State Route 325 (SR 325) is an arc-shaped 11.1 mi state highway completely within the Chattahoochee-Oconee National Forest in Union County in the extreme northern part of the U.S. state of Georgia. It hugs the western and northern shores of Lake Nottely, and is known as Nottely Dam Road for its entire length.

==Route description==
SR 325 begins at an intersection with US 76/SR 2/SR 515 west of Blairsville. The highway travels to the northeast, and curves to a roughly northern direction, and crosses over Odom Creek and passes Confidence Cemetery. At the western terminus of Pat Colwell Road, the highway curves to the northwest. The highway curves to the west and crosses over Jack Creek. In Dean Gap, SR 325 begins to curve back to the northwest. Just southeast of the point it curves to the north, it begins to parallel Low Creek. Just northwest of the crossing of Camp Creek, it curves to the north-northeast. After passing Mt. Zion Cemetery, it passes along the northern edge of the lake. It crosses over Nottely Dam before reaching its northern terminus, an intersection with US 19/US 129/SR 11 (Murphy Highway) south of the North Carolina state line, in Ivy Log.

Entries from a pointing dataset
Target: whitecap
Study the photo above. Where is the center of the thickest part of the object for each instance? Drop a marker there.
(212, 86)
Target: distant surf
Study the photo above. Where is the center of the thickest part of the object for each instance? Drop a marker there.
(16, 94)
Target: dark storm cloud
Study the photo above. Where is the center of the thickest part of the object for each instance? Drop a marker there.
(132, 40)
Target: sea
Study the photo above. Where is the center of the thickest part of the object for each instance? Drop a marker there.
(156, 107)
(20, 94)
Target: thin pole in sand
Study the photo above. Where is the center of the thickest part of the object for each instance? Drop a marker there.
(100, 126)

◆ **EXERCISE BRIEF**: Transcribe the passage of the Georgia highway text from "State Route 325" up to and including "its entire length.". The records have no connection to the text about State Route 325.

◆ **RESPONSE**:
State Route 325 (SR 325) is an arc-shaped 11.1 mi state highway completely within the Chattahoochee-Oconee National Forest in Union County in the extreme northern part of the U.S. state of Georgia. It hugs the western and northern shores of Lake Nottely, and is known as Nottely Dam Road for its entire length.